== Provided entries

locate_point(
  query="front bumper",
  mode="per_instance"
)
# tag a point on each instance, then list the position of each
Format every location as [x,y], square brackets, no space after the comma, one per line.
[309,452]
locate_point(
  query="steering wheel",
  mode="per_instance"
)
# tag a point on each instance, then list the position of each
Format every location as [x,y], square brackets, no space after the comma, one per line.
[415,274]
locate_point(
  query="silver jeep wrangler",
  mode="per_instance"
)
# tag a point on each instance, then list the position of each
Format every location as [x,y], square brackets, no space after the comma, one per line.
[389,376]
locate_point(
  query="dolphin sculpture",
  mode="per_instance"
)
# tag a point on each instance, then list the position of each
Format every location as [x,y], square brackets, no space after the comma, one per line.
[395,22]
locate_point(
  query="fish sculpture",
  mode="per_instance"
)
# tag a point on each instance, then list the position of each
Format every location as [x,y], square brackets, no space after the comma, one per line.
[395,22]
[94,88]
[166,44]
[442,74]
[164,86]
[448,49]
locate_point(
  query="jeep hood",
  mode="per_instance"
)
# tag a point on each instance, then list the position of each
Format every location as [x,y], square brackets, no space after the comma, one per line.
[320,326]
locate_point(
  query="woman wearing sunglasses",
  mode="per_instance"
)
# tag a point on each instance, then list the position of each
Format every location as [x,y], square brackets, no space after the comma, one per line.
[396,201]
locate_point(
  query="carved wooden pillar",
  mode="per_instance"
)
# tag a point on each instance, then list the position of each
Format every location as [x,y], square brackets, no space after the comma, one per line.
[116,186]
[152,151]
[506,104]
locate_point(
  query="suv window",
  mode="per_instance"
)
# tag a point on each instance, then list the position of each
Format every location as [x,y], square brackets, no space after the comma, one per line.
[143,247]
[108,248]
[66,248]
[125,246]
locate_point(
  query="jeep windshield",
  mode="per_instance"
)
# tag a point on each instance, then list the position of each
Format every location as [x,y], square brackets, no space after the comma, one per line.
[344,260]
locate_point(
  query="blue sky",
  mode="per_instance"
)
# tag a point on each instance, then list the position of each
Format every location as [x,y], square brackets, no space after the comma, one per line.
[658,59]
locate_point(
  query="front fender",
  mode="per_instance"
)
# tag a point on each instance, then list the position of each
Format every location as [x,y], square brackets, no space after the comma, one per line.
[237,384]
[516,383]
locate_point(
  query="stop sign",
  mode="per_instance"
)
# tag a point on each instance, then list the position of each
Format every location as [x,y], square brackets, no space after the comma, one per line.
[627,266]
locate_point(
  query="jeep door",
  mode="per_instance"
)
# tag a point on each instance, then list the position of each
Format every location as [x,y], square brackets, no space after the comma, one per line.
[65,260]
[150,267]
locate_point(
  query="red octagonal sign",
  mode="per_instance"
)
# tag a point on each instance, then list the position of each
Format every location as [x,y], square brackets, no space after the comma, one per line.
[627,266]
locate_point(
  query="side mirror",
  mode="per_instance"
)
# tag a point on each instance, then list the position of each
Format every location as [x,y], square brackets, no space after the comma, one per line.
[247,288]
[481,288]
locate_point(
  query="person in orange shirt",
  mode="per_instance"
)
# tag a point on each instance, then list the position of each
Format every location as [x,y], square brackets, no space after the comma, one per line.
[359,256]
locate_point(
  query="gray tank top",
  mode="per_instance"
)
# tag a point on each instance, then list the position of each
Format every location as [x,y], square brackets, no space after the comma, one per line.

====

Requirements. Count the lines in the items above that contain the string "jeep". Give only the number.

The reply. 4